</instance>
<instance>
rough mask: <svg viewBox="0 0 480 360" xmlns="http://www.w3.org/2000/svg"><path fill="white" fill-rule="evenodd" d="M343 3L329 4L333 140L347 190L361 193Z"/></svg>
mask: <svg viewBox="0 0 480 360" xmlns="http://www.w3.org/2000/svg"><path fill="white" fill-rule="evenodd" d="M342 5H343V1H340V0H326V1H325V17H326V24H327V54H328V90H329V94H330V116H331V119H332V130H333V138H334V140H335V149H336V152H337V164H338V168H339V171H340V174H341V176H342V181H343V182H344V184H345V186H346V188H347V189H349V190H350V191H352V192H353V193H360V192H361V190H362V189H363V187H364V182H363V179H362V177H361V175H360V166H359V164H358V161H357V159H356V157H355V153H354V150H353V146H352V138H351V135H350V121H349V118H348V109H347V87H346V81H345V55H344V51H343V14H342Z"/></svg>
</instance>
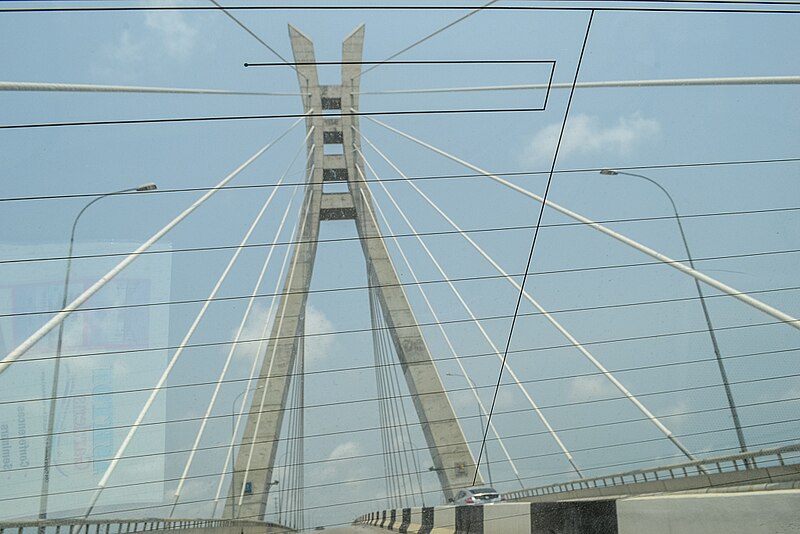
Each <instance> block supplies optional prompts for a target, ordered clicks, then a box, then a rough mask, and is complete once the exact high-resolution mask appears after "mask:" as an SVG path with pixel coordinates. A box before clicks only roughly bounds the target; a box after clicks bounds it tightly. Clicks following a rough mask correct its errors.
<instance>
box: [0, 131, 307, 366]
mask: <svg viewBox="0 0 800 534" xmlns="http://www.w3.org/2000/svg"><path fill="white" fill-rule="evenodd" d="M300 122H302V119H298V120H296V121H295V122H294V123H293V124H292V125H291V126H290V127H289V128H287V129H286V130H285V131H284V132H283V133H282V134H280V135H279V136H278V137H277V138H276V139H275V140H274V141H271V142H270V143H268V144H267V145H265V146H264V147H263V148H261V149H260V150H258V151H257V152H256V153H255V154H253V155H252V156H251V157H250V158H249V159H247V161H245V162H244V163H242V164H241V165H240V166H239V167H237V168H236V169H235V170H234V171H233V172H231V173H230V174H228V176H226V177H225V178H223V179H222V181H220V182H219V183H218V184H217V186H216V187H215V188H213V189H212V190H211V191H209V192H208V193H206V194H205V195H203V196H202V197H200V198H199V199H198V200H196V201H195V202H194V203H192V205H191V206H189V207H188V208H186V209H185V210H184V211H183V212H181V213H180V214H179V215H178V216H177V217H175V218H174V219H173V220H172V221H170V222H169V223H168V224H167V225H166V226H164V227H163V228H162V229H161V230H159V231H158V232H156V233H155V234H154V235H153V236H152V237H150V238H149V239H148V240H147V241H145V242H144V244H142V245H141V246H139V247H138V248H137V249H136V250H135V251H133V252H132V253H131V254H130V255H128V256H127V257H126V258H125V259H124V260H122V261H121V262H119V263H118V264H117V265H116V267H114V268H113V269H111V270H110V271H108V272H107V273H106V274H105V275H104V276H103V277H102V278H100V279H99V280H98V281H97V282H95V283H94V284H92V285H91V286H90V287H89V288H88V289H87V290H86V291H84V292H83V293H82V294H81V295H79V296H78V297H77V298H76V299H75V300H73V301H72V302H71V303H69V304H68V305H67V306H66V307H65V308H64V309H63V310H61V311H60V312H59V313H58V314H56V315H55V317H53V318H51V319H50V320H49V321H47V322H46V323H45V324H44V325H43V326H42V327H40V328H39V329H38V330H37V331H36V332H34V333H33V334H32V335H31V336H30V337H28V339H26V340H25V341H23V342H22V343H21V344H20V345H19V346H17V347H16V348H15V349H14V350H12V351H11V352H10V353H9V354H8V355H7V356H6V357H5V358H3V360H2V361H0V374H2V373H3V371H5V370H6V369H7V368H8V367H9V366H10V365H11V364H12V363H13V362H15V361H16V360H18V359H19V358H20V357H21V356H22V355H23V354H25V353H26V352H27V351H28V350H29V349H30V348H31V347H32V346H33V345H35V344H36V343H37V342H38V341H39V340H40V339H42V338H43V337H44V336H45V335H47V333H48V332H50V331H51V330H52V329H53V328H55V327H56V326H58V325H59V324H61V323H62V322H63V321H64V319H66V318H67V317H68V316H69V315H70V314H71V313H72V312H73V311H74V310H75V309H77V308H78V307H80V306H81V305H82V304H83V303H84V302H86V301H87V300H88V299H89V298H90V297H91V296H92V295H94V294H95V293H97V292H98V291H99V290H100V289H101V288H102V287H103V286H105V285H106V284H107V283H108V282H109V281H110V280H112V279H113V278H114V277H115V276H116V275H118V274H119V273H120V272H122V271H123V270H124V269H125V268H126V267H127V266H128V265H130V264H131V263H133V261H134V260H136V258H138V257H139V255H141V253H142V252H144V251H146V250H147V249H149V248H150V247H151V246H153V245H154V244H155V243H156V242H158V241H159V240H160V239H161V238H162V237H163V236H164V235H166V234H167V233H168V232H169V231H170V230H172V229H173V228H174V227H175V226H176V225H178V224H179V223H180V222H181V221H183V220H184V219H185V218H186V217H188V216H189V215H191V213H192V212H194V210H196V209H197V208H198V207H200V206H201V205H202V204H203V203H205V202H206V201H207V200H208V199H209V198H211V197H212V196H213V195H214V194H215V193H216V192H217V191H219V188H221V187H224V186H225V184H227V183H228V182H230V181H231V180H233V179H234V178H236V176H238V175H239V174H240V173H241V172H242V171H243V170H244V169H246V168H247V167H248V166H249V165H250V164H251V163H252V162H253V161H255V160H256V159H258V157H259V156H261V155H262V154H264V152H266V151H267V150H269V149H270V148H271V147H272V146H273V145H275V143H277V142H278V141H280V140H281V139H283V137H285V136H286V135H287V134H288V133H289V132H290V131H291V130H292V129H294V127H295V126H297V125H298V124H300Z"/></svg>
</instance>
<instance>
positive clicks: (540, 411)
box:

### [ABOUT THIS EXERCISE]
All of the material should be written out again exactly, apart from the pictures.

### [RESULT FOR THIS EXERCISE]
</instance>
<instance>
rough mask: <svg viewBox="0 0 480 360" xmlns="http://www.w3.org/2000/svg"><path fill="white" fill-rule="evenodd" d="M343 3L329 4L333 140L347 190L361 193Z"/></svg>
mask: <svg viewBox="0 0 480 360" xmlns="http://www.w3.org/2000/svg"><path fill="white" fill-rule="evenodd" d="M342 5H343V1H340V0H326V1H325V17H326V24H327V54H328V90H329V94H330V116H331V119H332V130H333V138H334V140H335V149H336V152H337V164H338V168H339V171H340V174H341V176H342V181H343V182H344V184H345V186H346V188H347V189H349V190H350V191H352V192H353V193H360V192H361V190H362V189H363V187H364V182H363V179H362V177H361V175H360V166H359V164H358V161H357V159H356V157H355V153H354V150H353V146H352V138H351V135H350V121H349V118H348V109H347V87H346V81H345V55H344V51H343V14H342Z"/></svg>
</instance>
Each <instance> block supplies optional prompts for a target, ordered clicks, then a box, then a rough mask, and is complete once the exact high-resolution mask appears after "mask:" as an SVG path with pixel coordinates. A box before clicks only roughly bounds the target; a box after clicks bounds it tightly. Clicks following a rough mask correct its errors.
<instance>
box: [0, 131, 307, 366]
mask: <svg viewBox="0 0 800 534" xmlns="http://www.w3.org/2000/svg"><path fill="white" fill-rule="evenodd" d="M300 122H302V119H298V120H296V121H295V122H294V123H293V124H292V125H291V126H290V127H289V128H287V129H286V130H285V131H284V132H283V133H282V134H280V135H279V136H278V137H277V138H276V139H275V140H274V141H271V142H270V143H268V144H267V145H265V146H264V147H263V148H261V149H260V150H258V151H257V152H256V153H255V154H253V155H252V156H251V157H250V158H249V159H247V161H245V162H244V163H242V164H241V165H240V166H239V167H237V168H236V169H235V170H234V171H233V172H231V173H230V174H228V176H226V177H225V178H223V179H222V181H220V182H219V183H218V184H217V186H216V187H215V188H213V189H212V190H211V191H209V192H208V193H206V194H205V195H203V196H202V197H200V198H199V199H198V200H196V201H195V202H194V203H192V205H191V206H189V207H188V208H186V209H185V210H184V211H183V212H181V213H180V214H179V215H178V216H177V217H175V218H174V219H173V220H172V221H170V222H169V223H168V224H167V225H166V226H164V227H163V228H162V229H161V230H159V231H158V232H156V233H155V234H154V235H153V236H152V237H150V238H149V239H148V240H147V241H145V242H144V244H142V245H141V246H139V247H138V248H137V249H136V250H135V251H133V252H132V253H131V254H130V255H128V256H127V257H126V258H125V259H124V260H122V261H121V262H119V263H118V264H117V265H116V267H114V268H113V269H111V270H110V271H108V272H107V273H106V274H105V275H104V276H103V277H102V278H100V279H99V280H98V281H97V282H95V283H94V284H92V285H91V286H90V287H89V288H88V289H87V290H86V291H84V292H83V293H82V294H81V295H79V296H78V297H77V298H76V299H75V300H73V301H72V302H71V303H69V304H68V305H67V306H66V307H65V308H64V309H63V310H61V311H60V312H59V313H58V314H56V315H55V317H53V318H51V319H50V320H49V321H47V322H46V323H45V324H44V325H43V326H42V327H40V328H39V329H38V330H37V331H36V332H34V333H33V334H32V335H31V336H30V337H28V339H26V340H25V341H23V342H22V343H21V344H20V345H19V346H17V347H16V348H15V349H14V350H12V351H11V352H10V353H9V354H8V355H7V356H6V357H5V358H3V360H2V361H0V374H2V373H3V371H5V370H6V369H7V368H8V367H9V366H10V365H11V364H12V363H13V362H15V361H16V360H18V359H19V358H20V357H21V356H22V355H23V354H25V353H26V352H27V351H28V350H29V349H30V348H31V347H32V346H33V345H35V344H36V343H37V342H38V341H39V340H40V339H42V338H43V337H44V336H45V335H47V333H48V332H50V331H51V330H52V329H53V328H55V327H56V326H58V325H59V324H61V323H62V322H63V321H64V319H66V318H67V317H68V316H69V315H70V314H71V313H72V312H73V311H74V310H75V309H77V308H78V307H80V306H81V305H82V304H83V303H84V302H86V301H87V300H88V299H89V298H90V297H91V296H92V295H94V294H95V293H97V292H98V291H99V290H100V289H101V288H102V287H103V286H105V285H106V284H107V283H108V282H109V281H110V280H112V279H113V278H114V277H115V276H116V275H118V274H119V273H120V272H122V271H123V270H124V269H125V268H126V267H127V266H128V265H130V264H131V263H133V261H134V260H136V258H138V257H139V255H141V253H142V252H144V251H146V250H147V249H149V248H150V247H151V246H153V245H154V244H155V243H156V242H158V241H159V240H160V239H161V238H162V237H163V236H164V235H166V234H167V233H168V232H169V231H170V230H172V229H173V228H174V227H175V226H176V225H178V224H179V223H180V222H181V221H183V220H184V219H185V218H186V217H188V216H189V215H191V213H192V212H194V210H196V209H197V208H198V207H200V206H201V205H202V204H203V203H205V202H206V201H207V200H208V199H209V198H211V197H212V196H213V195H214V194H215V193H216V192H217V191H219V188H221V187H224V186H225V184H227V183H228V182H230V181H231V180H233V179H234V178H236V176H238V175H239V174H240V173H241V172H242V171H243V170H244V169H246V168H247V167H248V166H249V165H250V164H251V163H252V162H253V161H255V160H256V159H258V157H259V156H261V155H262V154H264V152H266V151H267V150H269V149H270V148H271V147H272V146H273V145H275V143H277V142H278V141H280V140H281V139H283V137H285V136H286V135H287V134H288V133H289V132H290V131H291V130H292V129H294V127H295V126H297V125H298V124H300Z"/></svg>
</instance>
<instance>
positive clicks: (540, 411)
box:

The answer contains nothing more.